### What the task requires
Return each line of the records below that contains the word "instance".

┏━━

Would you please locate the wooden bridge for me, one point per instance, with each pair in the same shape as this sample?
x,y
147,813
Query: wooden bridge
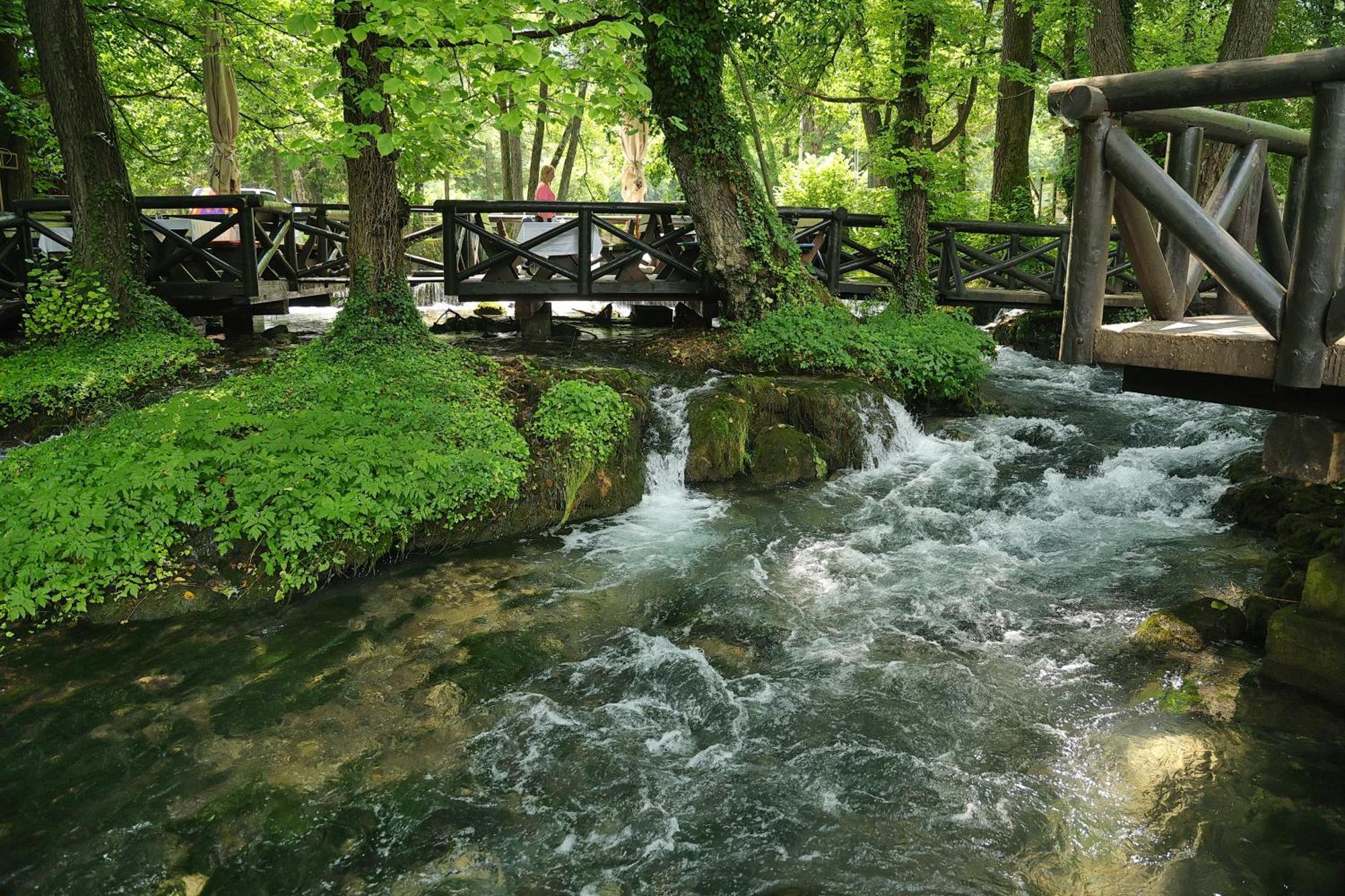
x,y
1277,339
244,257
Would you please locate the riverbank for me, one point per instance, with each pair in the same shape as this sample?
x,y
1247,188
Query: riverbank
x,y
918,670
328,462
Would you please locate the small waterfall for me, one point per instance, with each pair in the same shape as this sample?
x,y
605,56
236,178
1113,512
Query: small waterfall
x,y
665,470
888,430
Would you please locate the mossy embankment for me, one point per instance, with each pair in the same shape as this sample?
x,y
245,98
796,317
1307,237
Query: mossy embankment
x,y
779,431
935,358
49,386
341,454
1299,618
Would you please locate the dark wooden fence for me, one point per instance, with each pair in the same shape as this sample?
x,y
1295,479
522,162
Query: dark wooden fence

┗━━

### Answer section
Would you please locate the wooden bridge for me, one point per instance, with each pair in the same shape as this sample?
Would you please locate the riverbank for me, one point per instance, with each pair in the same shape as this sample?
Would you please locate the small waterfall for me, one point per instance, with each pair in the same shape as this sample?
Would you please locate the mossy embankment for me, one point per instance, with each pair in the same shape as this sample?
Would you please locate the dark wooden fence for me, one point per instance, with each pair in the same shape as this sample?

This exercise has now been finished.